__What you should do__: Please pull out every line in the entries below that contains the word "mundial", and copy each one in full.

__Data in this exercise__:
+++

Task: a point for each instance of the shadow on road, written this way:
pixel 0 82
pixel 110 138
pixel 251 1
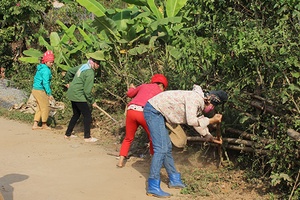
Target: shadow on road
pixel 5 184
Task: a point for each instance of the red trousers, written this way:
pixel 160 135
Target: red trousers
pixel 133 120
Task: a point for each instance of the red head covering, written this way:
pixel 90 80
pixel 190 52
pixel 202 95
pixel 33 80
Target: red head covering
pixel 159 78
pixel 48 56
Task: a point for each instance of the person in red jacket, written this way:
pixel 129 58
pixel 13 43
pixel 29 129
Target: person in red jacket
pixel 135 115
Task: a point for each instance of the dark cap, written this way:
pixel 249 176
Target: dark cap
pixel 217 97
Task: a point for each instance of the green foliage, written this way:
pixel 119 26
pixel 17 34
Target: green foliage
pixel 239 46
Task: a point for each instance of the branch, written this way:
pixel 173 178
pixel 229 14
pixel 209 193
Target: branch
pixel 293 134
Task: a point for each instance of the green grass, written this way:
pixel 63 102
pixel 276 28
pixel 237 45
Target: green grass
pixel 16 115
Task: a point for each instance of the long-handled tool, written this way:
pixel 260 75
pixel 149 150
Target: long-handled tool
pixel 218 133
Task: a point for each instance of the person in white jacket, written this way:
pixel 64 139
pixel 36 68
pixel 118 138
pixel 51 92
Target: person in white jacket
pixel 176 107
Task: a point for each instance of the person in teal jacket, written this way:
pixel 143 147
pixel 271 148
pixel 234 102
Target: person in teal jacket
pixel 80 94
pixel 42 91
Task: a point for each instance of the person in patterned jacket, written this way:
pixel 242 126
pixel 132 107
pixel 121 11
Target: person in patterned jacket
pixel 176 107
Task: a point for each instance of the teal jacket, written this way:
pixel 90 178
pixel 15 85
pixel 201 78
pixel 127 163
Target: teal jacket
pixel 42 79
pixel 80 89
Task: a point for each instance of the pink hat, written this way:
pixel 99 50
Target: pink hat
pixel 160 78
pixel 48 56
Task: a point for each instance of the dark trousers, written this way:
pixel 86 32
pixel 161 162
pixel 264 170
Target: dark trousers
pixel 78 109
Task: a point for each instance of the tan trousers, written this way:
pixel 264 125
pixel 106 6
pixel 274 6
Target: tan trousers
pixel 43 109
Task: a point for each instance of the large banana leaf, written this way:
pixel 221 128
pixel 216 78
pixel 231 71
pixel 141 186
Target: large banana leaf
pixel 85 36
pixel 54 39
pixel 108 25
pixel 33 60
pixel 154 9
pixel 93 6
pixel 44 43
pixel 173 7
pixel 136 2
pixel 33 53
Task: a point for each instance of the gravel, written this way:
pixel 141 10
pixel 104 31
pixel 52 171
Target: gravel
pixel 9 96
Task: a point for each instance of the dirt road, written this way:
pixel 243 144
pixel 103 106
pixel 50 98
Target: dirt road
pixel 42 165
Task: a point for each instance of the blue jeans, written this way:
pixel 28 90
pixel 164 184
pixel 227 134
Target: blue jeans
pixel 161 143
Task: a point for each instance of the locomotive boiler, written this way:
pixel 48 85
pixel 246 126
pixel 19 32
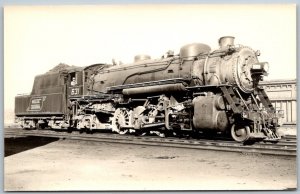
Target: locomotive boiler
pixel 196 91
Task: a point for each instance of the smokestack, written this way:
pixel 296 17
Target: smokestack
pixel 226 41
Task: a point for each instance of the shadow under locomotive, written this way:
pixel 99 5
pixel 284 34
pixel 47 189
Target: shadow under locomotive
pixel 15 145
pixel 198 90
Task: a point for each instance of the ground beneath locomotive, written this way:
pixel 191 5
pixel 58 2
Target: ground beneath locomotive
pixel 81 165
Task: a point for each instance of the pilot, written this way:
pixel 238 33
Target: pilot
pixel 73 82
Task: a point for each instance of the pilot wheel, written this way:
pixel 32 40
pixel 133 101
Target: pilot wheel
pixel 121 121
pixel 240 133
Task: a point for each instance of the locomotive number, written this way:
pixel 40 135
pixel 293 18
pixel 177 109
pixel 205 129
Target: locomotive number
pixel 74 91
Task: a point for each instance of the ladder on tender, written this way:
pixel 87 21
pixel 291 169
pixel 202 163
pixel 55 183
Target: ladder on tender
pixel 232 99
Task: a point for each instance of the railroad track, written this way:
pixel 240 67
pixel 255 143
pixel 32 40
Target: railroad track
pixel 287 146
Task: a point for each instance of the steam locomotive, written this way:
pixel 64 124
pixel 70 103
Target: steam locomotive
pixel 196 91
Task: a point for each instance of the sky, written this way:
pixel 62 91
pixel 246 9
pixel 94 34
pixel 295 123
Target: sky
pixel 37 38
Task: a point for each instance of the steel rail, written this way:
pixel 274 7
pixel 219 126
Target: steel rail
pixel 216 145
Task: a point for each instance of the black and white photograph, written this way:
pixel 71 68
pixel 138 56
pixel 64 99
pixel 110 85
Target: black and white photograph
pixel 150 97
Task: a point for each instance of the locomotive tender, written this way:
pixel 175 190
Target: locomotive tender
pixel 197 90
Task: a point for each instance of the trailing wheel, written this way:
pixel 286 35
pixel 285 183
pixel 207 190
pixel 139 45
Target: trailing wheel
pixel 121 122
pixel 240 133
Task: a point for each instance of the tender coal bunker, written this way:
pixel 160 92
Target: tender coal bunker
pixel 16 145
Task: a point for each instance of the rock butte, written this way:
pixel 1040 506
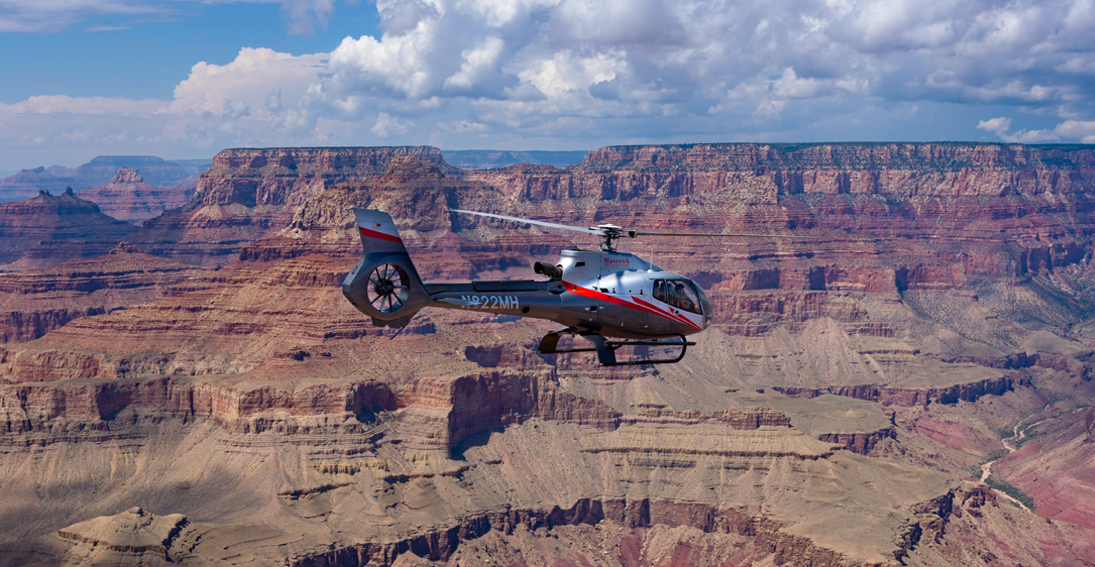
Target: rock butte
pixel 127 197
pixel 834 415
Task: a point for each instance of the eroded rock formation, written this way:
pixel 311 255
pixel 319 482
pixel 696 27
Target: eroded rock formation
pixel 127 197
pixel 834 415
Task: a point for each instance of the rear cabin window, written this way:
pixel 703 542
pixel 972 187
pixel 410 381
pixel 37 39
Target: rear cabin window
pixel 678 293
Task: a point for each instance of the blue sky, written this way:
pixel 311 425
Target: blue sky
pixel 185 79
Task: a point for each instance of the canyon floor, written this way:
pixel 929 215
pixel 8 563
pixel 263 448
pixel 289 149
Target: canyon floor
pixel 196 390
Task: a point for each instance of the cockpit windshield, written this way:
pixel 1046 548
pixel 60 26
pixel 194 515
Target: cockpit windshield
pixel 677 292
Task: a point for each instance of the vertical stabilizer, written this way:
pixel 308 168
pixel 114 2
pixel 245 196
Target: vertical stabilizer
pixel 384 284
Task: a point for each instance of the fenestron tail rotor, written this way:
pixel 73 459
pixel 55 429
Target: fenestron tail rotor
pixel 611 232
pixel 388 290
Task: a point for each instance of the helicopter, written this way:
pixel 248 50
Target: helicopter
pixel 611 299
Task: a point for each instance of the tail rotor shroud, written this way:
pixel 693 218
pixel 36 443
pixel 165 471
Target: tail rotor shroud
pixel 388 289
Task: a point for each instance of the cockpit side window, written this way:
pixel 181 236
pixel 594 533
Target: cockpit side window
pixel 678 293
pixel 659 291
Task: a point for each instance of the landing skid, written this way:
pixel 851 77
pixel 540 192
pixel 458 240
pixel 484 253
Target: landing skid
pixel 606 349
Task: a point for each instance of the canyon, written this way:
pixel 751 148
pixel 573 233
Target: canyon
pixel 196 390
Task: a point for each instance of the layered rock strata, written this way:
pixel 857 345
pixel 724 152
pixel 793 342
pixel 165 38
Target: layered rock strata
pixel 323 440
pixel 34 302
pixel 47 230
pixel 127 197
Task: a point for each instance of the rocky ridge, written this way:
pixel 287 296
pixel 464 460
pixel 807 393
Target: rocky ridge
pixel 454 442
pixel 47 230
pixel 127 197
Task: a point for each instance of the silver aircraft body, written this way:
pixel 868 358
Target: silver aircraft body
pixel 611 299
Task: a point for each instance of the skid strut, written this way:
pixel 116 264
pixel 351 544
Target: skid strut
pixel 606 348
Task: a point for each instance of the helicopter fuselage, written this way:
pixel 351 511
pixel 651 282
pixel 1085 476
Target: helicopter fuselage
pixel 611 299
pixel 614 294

+++

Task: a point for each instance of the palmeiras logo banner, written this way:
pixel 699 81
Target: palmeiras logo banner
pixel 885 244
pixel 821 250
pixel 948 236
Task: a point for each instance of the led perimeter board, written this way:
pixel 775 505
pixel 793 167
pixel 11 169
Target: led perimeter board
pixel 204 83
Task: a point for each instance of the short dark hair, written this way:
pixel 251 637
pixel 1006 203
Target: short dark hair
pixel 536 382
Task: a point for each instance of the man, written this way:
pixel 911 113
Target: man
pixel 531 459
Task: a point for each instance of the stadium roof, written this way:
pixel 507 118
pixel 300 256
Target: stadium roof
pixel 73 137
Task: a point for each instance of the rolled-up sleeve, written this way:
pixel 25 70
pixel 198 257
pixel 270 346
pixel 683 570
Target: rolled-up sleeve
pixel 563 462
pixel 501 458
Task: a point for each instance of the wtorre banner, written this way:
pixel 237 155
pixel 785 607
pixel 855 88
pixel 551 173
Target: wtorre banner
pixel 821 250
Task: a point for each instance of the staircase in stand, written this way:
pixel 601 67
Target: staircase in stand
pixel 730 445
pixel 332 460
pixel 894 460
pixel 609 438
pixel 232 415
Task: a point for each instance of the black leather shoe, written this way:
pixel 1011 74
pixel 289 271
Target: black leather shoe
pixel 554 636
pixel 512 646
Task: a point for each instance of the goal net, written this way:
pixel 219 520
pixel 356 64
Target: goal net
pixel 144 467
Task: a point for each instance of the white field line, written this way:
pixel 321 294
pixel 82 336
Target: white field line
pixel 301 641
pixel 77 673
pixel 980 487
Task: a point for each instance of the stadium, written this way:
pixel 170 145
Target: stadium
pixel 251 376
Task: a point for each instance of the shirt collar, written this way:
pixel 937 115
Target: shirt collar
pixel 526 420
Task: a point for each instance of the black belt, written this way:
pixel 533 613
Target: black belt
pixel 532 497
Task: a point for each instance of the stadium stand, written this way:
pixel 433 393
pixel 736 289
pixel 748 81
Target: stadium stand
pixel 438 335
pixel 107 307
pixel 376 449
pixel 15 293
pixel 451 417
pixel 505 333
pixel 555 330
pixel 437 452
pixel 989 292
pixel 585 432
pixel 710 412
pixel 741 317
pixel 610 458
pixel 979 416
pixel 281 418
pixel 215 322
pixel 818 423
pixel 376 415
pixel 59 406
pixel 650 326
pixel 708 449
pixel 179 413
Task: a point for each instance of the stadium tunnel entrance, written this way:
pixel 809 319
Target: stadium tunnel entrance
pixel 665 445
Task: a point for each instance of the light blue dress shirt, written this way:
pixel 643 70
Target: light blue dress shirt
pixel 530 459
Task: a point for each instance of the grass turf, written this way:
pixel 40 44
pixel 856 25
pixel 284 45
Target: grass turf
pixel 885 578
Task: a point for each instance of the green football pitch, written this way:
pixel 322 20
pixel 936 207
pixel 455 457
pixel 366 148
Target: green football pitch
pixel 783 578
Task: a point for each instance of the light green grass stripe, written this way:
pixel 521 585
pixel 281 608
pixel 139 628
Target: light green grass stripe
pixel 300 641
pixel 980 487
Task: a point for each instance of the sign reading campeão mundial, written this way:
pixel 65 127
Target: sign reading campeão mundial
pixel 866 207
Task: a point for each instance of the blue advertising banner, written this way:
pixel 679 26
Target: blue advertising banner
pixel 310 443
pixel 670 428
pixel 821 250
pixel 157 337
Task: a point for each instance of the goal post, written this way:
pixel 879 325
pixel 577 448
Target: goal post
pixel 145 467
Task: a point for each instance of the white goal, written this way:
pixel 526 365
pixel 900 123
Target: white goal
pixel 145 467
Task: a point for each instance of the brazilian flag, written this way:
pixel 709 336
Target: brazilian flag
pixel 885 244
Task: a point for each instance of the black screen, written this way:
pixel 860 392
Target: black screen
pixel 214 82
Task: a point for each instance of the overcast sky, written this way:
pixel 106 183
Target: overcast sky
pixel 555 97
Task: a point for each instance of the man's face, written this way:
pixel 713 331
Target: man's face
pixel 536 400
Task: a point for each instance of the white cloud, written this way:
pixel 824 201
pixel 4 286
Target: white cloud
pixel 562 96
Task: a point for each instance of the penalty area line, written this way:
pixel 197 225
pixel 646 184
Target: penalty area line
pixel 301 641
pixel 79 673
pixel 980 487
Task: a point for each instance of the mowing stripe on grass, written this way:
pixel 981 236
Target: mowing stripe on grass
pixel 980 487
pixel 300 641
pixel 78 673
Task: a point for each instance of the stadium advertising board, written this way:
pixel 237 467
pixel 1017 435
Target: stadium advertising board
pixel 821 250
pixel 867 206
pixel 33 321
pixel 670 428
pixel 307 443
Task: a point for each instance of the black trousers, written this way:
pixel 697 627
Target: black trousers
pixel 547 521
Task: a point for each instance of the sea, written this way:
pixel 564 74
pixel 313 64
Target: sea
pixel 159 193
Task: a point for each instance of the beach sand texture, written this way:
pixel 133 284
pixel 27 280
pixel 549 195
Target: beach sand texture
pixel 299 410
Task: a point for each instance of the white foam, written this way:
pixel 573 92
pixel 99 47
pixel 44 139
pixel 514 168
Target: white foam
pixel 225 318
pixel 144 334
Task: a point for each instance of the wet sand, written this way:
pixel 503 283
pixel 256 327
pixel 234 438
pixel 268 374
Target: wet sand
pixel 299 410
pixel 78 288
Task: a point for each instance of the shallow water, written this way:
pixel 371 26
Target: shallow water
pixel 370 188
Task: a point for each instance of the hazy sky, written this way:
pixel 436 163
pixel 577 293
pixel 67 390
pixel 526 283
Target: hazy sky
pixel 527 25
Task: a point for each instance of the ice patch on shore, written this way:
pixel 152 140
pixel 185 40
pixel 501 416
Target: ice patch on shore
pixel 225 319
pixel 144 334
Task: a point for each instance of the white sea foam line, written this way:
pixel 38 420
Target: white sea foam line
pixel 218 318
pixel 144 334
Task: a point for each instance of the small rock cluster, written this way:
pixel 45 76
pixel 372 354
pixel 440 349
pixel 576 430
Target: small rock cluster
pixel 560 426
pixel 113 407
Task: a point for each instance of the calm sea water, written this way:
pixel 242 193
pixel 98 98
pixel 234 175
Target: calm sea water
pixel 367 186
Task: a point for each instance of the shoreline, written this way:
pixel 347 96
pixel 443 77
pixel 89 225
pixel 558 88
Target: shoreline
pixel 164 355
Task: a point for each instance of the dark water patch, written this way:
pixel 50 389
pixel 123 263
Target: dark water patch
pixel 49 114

+++

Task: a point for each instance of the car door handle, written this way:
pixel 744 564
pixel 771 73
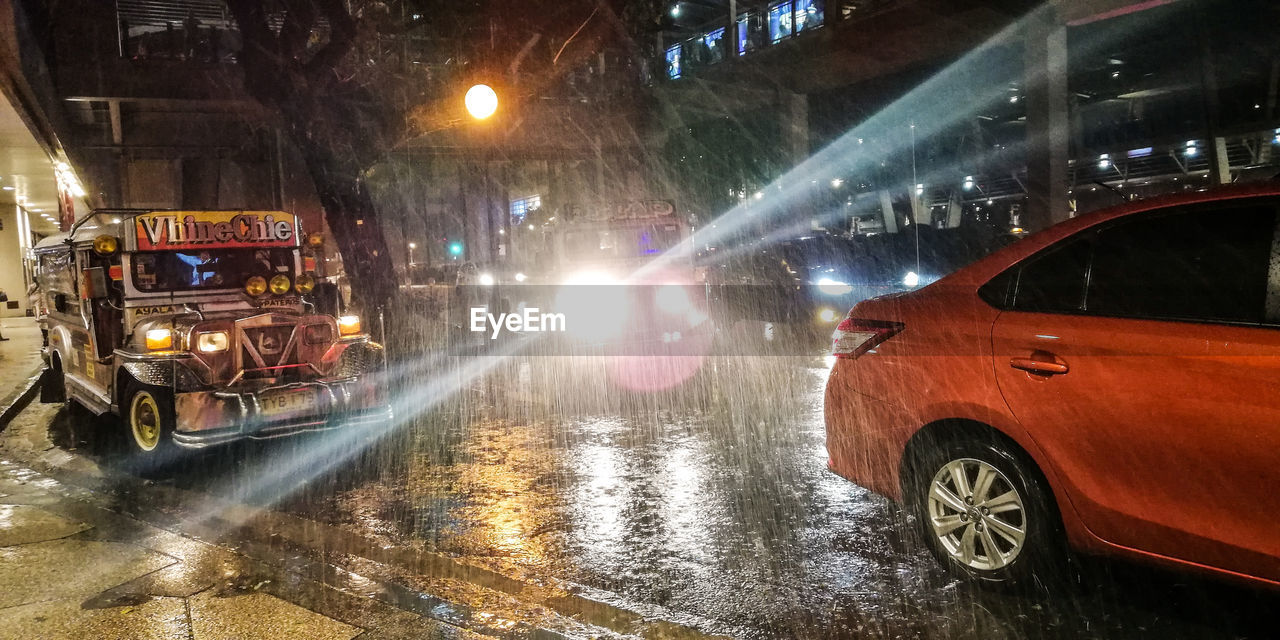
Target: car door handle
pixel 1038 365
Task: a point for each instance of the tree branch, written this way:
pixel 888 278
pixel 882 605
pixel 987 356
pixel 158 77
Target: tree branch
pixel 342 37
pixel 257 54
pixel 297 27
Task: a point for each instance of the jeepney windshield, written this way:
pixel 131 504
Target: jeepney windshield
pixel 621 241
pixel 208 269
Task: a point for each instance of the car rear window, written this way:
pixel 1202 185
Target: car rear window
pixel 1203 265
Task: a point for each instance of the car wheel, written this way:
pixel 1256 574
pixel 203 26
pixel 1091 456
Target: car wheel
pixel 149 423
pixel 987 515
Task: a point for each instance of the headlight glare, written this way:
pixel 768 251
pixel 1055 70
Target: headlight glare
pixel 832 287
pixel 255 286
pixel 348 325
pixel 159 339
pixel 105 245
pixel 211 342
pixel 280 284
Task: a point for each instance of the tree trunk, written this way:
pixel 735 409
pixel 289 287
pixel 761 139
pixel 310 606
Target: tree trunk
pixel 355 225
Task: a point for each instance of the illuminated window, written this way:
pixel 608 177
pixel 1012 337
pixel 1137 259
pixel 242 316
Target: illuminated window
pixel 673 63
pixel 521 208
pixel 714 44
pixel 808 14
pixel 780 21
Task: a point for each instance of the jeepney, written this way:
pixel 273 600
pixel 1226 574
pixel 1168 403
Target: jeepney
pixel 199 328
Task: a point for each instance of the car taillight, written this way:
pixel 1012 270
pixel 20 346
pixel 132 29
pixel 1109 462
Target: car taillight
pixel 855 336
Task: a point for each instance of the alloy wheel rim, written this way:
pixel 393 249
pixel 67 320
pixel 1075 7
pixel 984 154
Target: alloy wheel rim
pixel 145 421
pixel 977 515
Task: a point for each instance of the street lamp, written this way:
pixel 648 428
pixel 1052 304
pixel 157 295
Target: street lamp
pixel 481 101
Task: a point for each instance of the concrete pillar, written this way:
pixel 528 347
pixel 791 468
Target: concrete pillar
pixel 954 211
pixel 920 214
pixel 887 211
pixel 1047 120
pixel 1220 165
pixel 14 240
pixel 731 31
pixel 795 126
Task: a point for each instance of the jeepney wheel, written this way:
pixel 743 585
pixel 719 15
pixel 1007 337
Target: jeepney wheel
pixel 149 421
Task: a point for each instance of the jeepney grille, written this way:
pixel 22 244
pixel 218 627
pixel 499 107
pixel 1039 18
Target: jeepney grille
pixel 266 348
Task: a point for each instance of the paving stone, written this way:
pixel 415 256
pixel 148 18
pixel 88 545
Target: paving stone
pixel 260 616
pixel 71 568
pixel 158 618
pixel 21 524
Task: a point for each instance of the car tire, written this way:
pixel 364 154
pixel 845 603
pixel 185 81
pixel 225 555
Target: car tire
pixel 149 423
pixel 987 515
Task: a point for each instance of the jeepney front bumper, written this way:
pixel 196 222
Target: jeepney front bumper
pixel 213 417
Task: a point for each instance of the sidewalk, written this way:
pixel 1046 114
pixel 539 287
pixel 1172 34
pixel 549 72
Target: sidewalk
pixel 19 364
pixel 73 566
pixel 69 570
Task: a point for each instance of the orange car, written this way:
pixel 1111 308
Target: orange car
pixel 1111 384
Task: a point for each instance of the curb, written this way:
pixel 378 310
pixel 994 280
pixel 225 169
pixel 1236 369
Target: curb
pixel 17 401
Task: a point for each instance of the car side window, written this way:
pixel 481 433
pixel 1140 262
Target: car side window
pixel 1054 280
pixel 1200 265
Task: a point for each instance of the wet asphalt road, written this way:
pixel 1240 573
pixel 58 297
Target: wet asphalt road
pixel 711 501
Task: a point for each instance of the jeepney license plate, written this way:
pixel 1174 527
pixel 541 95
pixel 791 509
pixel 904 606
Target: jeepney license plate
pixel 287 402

+++

__Finished task__:
Task: a point for each instance of the sign reading campeão mundial, written this way:
Target: sign reading campeão mundial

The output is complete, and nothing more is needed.